### Goal
Copy out the data below word for word, keeping every line unchanged and in the same order.

=====

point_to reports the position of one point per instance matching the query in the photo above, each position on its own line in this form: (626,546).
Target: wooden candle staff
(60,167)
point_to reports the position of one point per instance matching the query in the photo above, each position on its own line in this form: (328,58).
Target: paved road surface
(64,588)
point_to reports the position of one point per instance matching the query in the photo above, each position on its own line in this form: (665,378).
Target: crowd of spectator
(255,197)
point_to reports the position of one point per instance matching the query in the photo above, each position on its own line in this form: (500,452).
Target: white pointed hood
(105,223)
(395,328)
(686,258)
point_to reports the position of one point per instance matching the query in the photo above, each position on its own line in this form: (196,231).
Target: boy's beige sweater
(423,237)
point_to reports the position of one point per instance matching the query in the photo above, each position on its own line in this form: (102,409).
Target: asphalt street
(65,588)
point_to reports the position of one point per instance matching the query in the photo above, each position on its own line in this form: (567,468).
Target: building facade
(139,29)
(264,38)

=====

### Output of the exercise
point_to reports the position of one point per instance matching the query in the photo above, each position on its own line in this form: (626,546).
Target: wooden candle staff
(60,167)
point_to reports the position of one point per instance matching the query in the photo above, each position on its own line in this form: (328,58).
Target: paved road surface
(64,588)
point_to reports the position of one point per instance matching the query in the photo above, each position on its own line in this form: (665,378).
Target: crowd of spectator
(255,197)
point_to reports the position of one point per instance matching the query in the photo above, each position on its own line in this form: (500,452).
Target: white pointed hood
(105,223)
(395,328)
(686,258)
point_to reports the position of one point per instance matching the query in the photo above, each position on its own line in this form: (196,231).
Target: boy's beige sweater
(423,237)
point_to reports the position of one point per instance matching the query in the photo above, each position on its own line in this form: (102,409).
Target: asphalt street
(65,588)
point_to reports the position of one point per instance matching the query in the photo above, each position on its own line in this form: (567,468).
Target: building facade
(139,29)
(264,38)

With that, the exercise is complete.